TASK INSTRUCTIONS →
Repeat verbatim each line from the line with "Your task is to find every instance of american flag patch" to the end of the entries. Pictures do not belong in the copy.

MATERIAL TO PROCESS START

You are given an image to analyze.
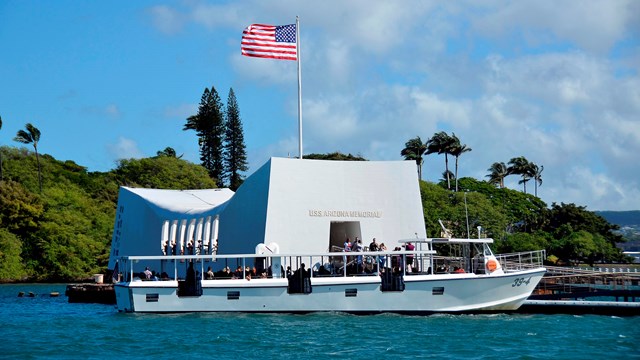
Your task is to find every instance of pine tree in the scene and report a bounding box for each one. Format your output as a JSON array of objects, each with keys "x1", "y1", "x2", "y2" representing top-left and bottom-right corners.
[
  {"x1": 184, "y1": 86, "x2": 226, "y2": 187},
  {"x1": 224, "y1": 88, "x2": 248, "y2": 191}
]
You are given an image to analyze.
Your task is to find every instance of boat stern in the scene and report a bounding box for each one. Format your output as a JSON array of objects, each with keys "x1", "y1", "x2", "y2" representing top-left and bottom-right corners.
[{"x1": 114, "y1": 283, "x2": 134, "y2": 312}]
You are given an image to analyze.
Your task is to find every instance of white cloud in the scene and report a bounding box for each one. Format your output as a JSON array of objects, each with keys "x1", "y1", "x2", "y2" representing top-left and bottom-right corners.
[
  {"x1": 549, "y1": 166, "x2": 640, "y2": 211},
  {"x1": 143, "y1": 1, "x2": 640, "y2": 210},
  {"x1": 105, "y1": 104, "x2": 121, "y2": 118},
  {"x1": 305, "y1": 97, "x2": 358, "y2": 139},
  {"x1": 190, "y1": 3, "x2": 243, "y2": 29},
  {"x1": 324, "y1": 1, "x2": 433, "y2": 54},
  {"x1": 163, "y1": 103, "x2": 197, "y2": 119},
  {"x1": 484, "y1": 52, "x2": 607, "y2": 107},
  {"x1": 231, "y1": 53, "x2": 298, "y2": 85},
  {"x1": 471, "y1": 0, "x2": 639, "y2": 53},
  {"x1": 479, "y1": 51, "x2": 640, "y2": 201},
  {"x1": 248, "y1": 135, "x2": 300, "y2": 168},
  {"x1": 107, "y1": 137, "x2": 143, "y2": 161},
  {"x1": 411, "y1": 90, "x2": 472, "y2": 129},
  {"x1": 80, "y1": 104, "x2": 122, "y2": 119},
  {"x1": 320, "y1": 39, "x2": 352, "y2": 89},
  {"x1": 147, "y1": 5, "x2": 185, "y2": 34}
]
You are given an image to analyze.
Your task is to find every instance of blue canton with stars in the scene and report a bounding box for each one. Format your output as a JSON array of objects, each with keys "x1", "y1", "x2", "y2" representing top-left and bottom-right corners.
[{"x1": 275, "y1": 24, "x2": 296, "y2": 43}]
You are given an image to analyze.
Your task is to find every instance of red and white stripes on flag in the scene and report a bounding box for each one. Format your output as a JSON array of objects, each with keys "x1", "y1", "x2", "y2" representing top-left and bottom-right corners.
[{"x1": 241, "y1": 23, "x2": 297, "y2": 61}]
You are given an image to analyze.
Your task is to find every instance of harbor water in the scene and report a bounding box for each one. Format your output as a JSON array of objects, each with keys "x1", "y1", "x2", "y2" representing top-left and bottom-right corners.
[{"x1": 1, "y1": 284, "x2": 638, "y2": 359}]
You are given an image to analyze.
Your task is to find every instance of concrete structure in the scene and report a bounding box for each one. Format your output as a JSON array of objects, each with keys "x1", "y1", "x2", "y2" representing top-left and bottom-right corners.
[
  {"x1": 217, "y1": 157, "x2": 426, "y2": 255},
  {"x1": 108, "y1": 158, "x2": 427, "y2": 269},
  {"x1": 108, "y1": 187, "x2": 234, "y2": 269}
]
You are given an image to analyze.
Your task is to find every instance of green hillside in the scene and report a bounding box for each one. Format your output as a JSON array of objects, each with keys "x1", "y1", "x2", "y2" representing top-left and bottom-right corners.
[{"x1": 0, "y1": 146, "x2": 215, "y2": 282}]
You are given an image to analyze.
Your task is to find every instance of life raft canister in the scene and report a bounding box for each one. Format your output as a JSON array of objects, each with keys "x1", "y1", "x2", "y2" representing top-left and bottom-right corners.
[{"x1": 486, "y1": 259, "x2": 498, "y2": 272}]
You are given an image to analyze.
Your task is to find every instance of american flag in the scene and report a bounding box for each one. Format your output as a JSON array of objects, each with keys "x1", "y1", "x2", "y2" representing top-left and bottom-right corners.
[{"x1": 241, "y1": 23, "x2": 297, "y2": 61}]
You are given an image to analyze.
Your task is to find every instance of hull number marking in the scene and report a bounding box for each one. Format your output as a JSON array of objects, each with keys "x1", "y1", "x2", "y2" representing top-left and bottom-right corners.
[{"x1": 512, "y1": 277, "x2": 531, "y2": 287}]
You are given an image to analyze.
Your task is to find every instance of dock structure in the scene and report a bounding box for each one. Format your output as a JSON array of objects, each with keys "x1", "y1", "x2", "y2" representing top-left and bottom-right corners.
[
  {"x1": 65, "y1": 283, "x2": 116, "y2": 304},
  {"x1": 517, "y1": 266, "x2": 640, "y2": 316},
  {"x1": 530, "y1": 265, "x2": 640, "y2": 301}
]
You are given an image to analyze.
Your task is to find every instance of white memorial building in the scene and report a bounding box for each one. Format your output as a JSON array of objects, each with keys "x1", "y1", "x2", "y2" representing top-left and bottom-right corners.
[{"x1": 108, "y1": 157, "x2": 427, "y2": 271}]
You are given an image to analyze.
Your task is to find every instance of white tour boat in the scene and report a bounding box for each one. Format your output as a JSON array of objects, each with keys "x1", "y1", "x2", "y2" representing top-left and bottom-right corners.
[
  {"x1": 113, "y1": 238, "x2": 546, "y2": 313},
  {"x1": 109, "y1": 158, "x2": 546, "y2": 314}
]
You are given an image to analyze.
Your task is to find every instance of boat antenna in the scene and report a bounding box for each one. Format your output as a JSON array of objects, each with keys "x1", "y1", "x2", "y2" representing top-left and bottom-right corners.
[{"x1": 464, "y1": 191, "x2": 470, "y2": 239}]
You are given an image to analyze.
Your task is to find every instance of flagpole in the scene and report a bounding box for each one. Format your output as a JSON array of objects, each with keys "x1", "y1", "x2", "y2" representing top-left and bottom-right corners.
[{"x1": 296, "y1": 16, "x2": 303, "y2": 160}]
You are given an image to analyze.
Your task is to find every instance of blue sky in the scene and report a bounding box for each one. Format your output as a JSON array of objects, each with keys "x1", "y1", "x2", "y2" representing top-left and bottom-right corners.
[{"x1": 1, "y1": 1, "x2": 639, "y2": 211}]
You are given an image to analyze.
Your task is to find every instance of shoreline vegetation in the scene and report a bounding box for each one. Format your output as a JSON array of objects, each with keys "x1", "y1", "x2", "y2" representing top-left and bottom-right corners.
[{"x1": 0, "y1": 145, "x2": 635, "y2": 283}]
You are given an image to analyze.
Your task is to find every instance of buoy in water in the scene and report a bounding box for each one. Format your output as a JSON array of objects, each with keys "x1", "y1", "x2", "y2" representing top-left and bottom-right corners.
[{"x1": 50, "y1": 292, "x2": 60, "y2": 297}]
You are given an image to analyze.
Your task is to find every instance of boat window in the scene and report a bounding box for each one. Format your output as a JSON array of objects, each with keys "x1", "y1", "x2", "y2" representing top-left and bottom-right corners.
[{"x1": 432, "y1": 287, "x2": 444, "y2": 295}]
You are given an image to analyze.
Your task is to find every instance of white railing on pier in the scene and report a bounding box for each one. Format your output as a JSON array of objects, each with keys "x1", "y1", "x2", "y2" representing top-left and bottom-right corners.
[{"x1": 495, "y1": 250, "x2": 546, "y2": 272}]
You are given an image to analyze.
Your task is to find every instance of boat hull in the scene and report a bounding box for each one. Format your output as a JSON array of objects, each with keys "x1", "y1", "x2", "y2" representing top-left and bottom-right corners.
[{"x1": 115, "y1": 268, "x2": 545, "y2": 313}]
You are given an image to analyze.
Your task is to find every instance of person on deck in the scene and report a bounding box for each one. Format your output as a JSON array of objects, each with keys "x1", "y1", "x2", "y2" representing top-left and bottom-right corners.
[
  {"x1": 369, "y1": 238, "x2": 379, "y2": 252},
  {"x1": 405, "y1": 242, "x2": 415, "y2": 272},
  {"x1": 144, "y1": 267, "x2": 152, "y2": 280},
  {"x1": 344, "y1": 238, "x2": 352, "y2": 252},
  {"x1": 378, "y1": 243, "x2": 387, "y2": 267},
  {"x1": 354, "y1": 239, "x2": 364, "y2": 273}
]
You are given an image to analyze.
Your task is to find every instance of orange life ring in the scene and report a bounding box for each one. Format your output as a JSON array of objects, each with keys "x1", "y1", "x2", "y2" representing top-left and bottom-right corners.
[{"x1": 486, "y1": 259, "x2": 498, "y2": 272}]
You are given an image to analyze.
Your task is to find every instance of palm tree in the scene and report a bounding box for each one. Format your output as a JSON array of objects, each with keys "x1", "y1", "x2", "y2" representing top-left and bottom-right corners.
[
  {"x1": 440, "y1": 170, "x2": 455, "y2": 185},
  {"x1": 449, "y1": 133, "x2": 472, "y2": 192},
  {"x1": 427, "y1": 131, "x2": 456, "y2": 190},
  {"x1": 14, "y1": 123, "x2": 42, "y2": 192},
  {"x1": 156, "y1": 146, "x2": 183, "y2": 159},
  {"x1": 400, "y1": 136, "x2": 428, "y2": 180},
  {"x1": 530, "y1": 163, "x2": 544, "y2": 197},
  {"x1": 486, "y1": 162, "x2": 509, "y2": 188},
  {"x1": 508, "y1": 156, "x2": 531, "y2": 194}
]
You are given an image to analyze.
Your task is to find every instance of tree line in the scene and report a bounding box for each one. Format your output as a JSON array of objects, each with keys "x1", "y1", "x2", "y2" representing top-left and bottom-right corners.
[
  {"x1": 401, "y1": 132, "x2": 627, "y2": 265},
  {"x1": 0, "y1": 144, "x2": 218, "y2": 282},
  {"x1": 0, "y1": 115, "x2": 631, "y2": 282},
  {"x1": 0, "y1": 84, "x2": 249, "y2": 281},
  {"x1": 487, "y1": 157, "x2": 544, "y2": 196},
  {"x1": 401, "y1": 132, "x2": 472, "y2": 192},
  {"x1": 2, "y1": 85, "x2": 249, "y2": 192},
  {"x1": 0, "y1": 145, "x2": 630, "y2": 282},
  {"x1": 402, "y1": 132, "x2": 544, "y2": 195}
]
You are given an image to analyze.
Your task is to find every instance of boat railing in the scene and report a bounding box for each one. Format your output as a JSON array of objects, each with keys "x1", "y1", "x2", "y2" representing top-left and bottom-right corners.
[
  {"x1": 114, "y1": 249, "x2": 437, "y2": 283},
  {"x1": 495, "y1": 249, "x2": 546, "y2": 272}
]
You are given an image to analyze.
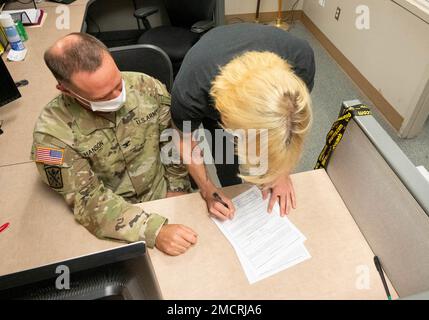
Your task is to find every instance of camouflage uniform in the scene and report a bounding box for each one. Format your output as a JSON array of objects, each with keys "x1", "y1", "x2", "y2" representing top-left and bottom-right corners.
[{"x1": 30, "y1": 72, "x2": 191, "y2": 248}]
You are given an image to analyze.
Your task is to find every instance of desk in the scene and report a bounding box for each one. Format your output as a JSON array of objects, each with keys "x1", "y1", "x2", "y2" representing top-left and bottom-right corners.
[
  {"x1": 142, "y1": 170, "x2": 398, "y2": 300},
  {"x1": 0, "y1": 166, "x2": 398, "y2": 299},
  {"x1": 0, "y1": 1, "x2": 88, "y2": 167},
  {"x1": 0, "y1": 162, "x2": 122, "y2": 278}
]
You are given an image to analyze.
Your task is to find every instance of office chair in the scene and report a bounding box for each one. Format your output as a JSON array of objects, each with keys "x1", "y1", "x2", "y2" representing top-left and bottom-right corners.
[
  {"x1": 134, "y1": 0, "x2": 216, "y2": 76},
  {"x1": 109, "y1": 44, "x2": 173, "y2": 92}
]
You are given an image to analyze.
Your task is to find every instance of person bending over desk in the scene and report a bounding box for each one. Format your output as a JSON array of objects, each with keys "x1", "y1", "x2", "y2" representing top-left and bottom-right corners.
[
  {"x1": 30, "y1": 33, "x2": 197, "y2": 256},
  {"x1": 171, "y1": 23, "x2": 315, "y2": 220}
]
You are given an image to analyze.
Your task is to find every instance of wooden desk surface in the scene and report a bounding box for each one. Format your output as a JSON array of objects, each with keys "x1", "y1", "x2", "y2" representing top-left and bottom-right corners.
[
  {"x1": 0, "y1": 165, "x2": 398, "y2": 299},
  {"x1": 143, "y1": 170, "x2": 398, "y2": 300},
  {"x1": 0, "y1": 2, "x2": 88, "y2": 167},
  {"x1": 0, "y1": 162, "x2": 122, "y2": 278}
]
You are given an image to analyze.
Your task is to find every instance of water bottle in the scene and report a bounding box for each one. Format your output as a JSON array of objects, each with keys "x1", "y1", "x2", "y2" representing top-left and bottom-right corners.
[{"x1": 0, "y1": 14, "x2": 25, "y2": 51}]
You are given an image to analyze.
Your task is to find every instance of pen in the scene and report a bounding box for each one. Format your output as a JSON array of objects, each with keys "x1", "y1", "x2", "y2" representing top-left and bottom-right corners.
[
  {"x1": 0, "y1": 222, "x2": 10, "y2": 234},
  {"x1": 374, "y1": 256, "x2": 392, "y2": 300},
  {"x1": 213, "y1": 192, "x2": 229, "y2": 209}
]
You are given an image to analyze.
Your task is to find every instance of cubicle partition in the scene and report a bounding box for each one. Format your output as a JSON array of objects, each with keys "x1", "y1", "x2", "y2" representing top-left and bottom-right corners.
[{"x1": 326, "y1": 100, "x2": 429, "y2": 298}]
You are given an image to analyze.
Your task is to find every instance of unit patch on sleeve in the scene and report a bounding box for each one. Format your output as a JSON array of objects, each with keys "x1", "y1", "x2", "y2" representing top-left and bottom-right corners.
[{"x1": 44, "y1": 166, "x2": 64, "y2": 189}]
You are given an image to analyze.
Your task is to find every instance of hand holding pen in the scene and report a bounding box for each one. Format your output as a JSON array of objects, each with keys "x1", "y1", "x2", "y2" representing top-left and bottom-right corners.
[{"x1": 203, "y1": 187, "x2": 235, "y2": 221}]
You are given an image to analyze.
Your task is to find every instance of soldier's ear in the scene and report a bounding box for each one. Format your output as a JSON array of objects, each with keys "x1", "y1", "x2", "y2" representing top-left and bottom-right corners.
[
  {"x1": 57, "y1": 83, "x2": 72, "y2": 96},
  {"x1": 56, "y1": 83, "x2": 66, "y2": 92}
]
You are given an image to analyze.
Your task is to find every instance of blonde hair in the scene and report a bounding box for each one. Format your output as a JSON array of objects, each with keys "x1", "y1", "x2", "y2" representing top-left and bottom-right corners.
[{"x1": 211, "y1": 51, "x2": 313, "y2": 186}]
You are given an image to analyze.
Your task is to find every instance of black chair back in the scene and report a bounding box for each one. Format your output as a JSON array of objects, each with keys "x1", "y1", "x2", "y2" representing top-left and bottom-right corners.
[
  {"x1": 109, "y1": 44, "x2": 173, "y2": 92},
  {"x1": 163, "y1": 0, "x2": 216, "y2": 28}
]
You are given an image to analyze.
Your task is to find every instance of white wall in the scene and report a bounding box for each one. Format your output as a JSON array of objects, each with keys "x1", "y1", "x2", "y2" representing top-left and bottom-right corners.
[
  {"x1": 225, "y1": 0, "x2": 304, "y2": 15},
  {"x1": 303, "y1": 0, "x2": 429, "y2": 129}
]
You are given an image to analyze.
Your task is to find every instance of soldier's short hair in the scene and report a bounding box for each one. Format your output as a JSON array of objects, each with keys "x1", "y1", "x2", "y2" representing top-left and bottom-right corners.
[{"x1": 44, "y1": 32, "x2": 110, "y2": 84}]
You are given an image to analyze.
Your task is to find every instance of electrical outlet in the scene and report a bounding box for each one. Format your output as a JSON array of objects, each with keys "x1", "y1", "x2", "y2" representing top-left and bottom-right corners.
[{"x1": 335, "y1": 7, "x2": 341, "y2": 21}]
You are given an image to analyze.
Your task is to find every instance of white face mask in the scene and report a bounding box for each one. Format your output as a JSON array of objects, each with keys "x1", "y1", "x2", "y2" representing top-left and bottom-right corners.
[{"x1": 70, "y1": 79, "x2": 127, "y2": 113}]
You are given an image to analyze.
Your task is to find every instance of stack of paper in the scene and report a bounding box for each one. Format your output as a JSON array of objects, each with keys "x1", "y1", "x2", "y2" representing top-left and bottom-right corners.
[{"x1": 212, "y1": 186, "x2": 311, "y2": 284}]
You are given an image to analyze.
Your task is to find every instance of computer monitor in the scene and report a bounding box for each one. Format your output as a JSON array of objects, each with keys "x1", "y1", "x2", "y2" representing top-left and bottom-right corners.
[
  {"x1": 0, "y1": 241, "x2": 147, "y2": 298},
  {"x1": 0, "y1": 58, "x2": 21, "y2": 108}
]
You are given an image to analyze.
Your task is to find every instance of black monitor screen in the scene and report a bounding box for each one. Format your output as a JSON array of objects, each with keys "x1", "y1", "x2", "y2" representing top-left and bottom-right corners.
[{"x1": 0, "y1": 58, "x2": 21, "y2": 107}]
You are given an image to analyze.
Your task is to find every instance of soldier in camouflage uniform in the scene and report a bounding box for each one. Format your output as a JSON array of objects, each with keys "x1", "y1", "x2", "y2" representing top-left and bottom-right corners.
[{"x1": 30, "y1": 33, "x2": 198, "y2": 256}]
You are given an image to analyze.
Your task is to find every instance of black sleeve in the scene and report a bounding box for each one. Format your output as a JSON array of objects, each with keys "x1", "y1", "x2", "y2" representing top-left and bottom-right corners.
[
  {"x1": 291, "y1": 40, "x2": 316, "y2": 92},
  {"x1": 171, "y1": 91, "x2": 205, "y2": 132},
  {"x1": 171, "y1": 74, "x2": 215, "y2": 133}
]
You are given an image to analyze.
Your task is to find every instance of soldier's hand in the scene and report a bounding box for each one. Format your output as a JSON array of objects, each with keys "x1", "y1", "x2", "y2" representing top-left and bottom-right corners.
[
  {"x1": 202, "y1": 186, "x2": 235, "y2": 221},
  {"x1": 155, "y1": 224, "x2": 198, "y2": 256}
]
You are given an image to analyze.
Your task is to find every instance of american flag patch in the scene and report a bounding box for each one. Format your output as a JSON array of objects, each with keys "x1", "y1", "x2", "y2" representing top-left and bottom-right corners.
[{"x1": 35, "y1": 146, "x2": 64, "y2": 165}]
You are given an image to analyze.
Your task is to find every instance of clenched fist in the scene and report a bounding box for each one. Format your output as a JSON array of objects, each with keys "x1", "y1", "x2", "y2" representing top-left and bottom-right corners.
[{"x1": 155, "y1": 224, "x2": 198, "y2": 256}]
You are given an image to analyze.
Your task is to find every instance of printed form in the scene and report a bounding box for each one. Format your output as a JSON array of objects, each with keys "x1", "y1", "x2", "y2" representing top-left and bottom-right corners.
[{"x1": 213, "y1": 186, "x2": 311, "y2": 284}]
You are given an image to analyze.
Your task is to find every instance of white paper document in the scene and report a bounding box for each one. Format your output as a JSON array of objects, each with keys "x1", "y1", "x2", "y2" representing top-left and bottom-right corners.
[{"x1": 212, "y1": 186, "x2": 311, "y2": 284}]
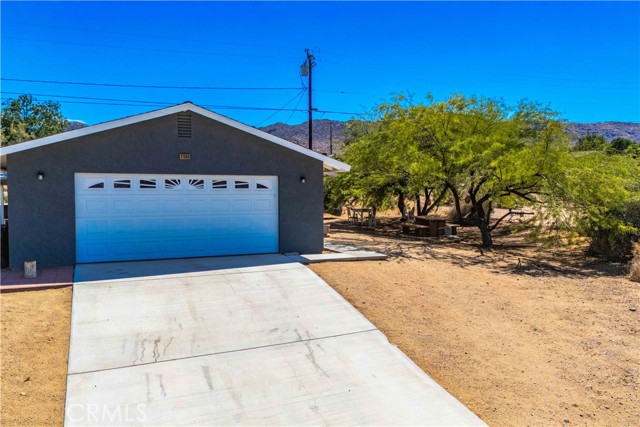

MATERIAL TO PROCESS END

FINISHED TASK →
Your task is to find every instance of american flag patch in the scene and report a bounding box for each one. Format your output as a JSON array of objects, each with keys "x1", "y1", "x2", "y2" representing top-left and bottom-right corners.
[{"x1": 35, "y1": 146, "x2": 64, "y2": 165}]
You are given an image to analyze.
Your task is to find every instance of clenched fist in the scene and report a bounding box for each one. Format your output as a JSON array of objects, each with keys "x1", "y1", "x2", "y2" representing top-left and bottom-right corners.
[{"x1": 155, "y1": 224, "x2": 198, "y2": 256}]
You are given an image to analyze.
Your task is to find every instance of printed form in the scene and report a bounding box for each one. Format your output as a JSON array of objects, each with keys "x1", "y1", "x2", "y2" representing top-left and bottom-right corners.
[{"x1": 213, "y1": 186, "x2": 311, "y2": 284}]
You are given an image to analyze.
Your task is to find every instance of white paper document in the scene and report a bounding box for each one. Format your output as a JSON array of objects, each with keys "x1", "y1", "x2", "y2" representing top-left and bottom-right corners.
[{"x1": 212, "y1": 186, "x2": 311, "y2": 284}]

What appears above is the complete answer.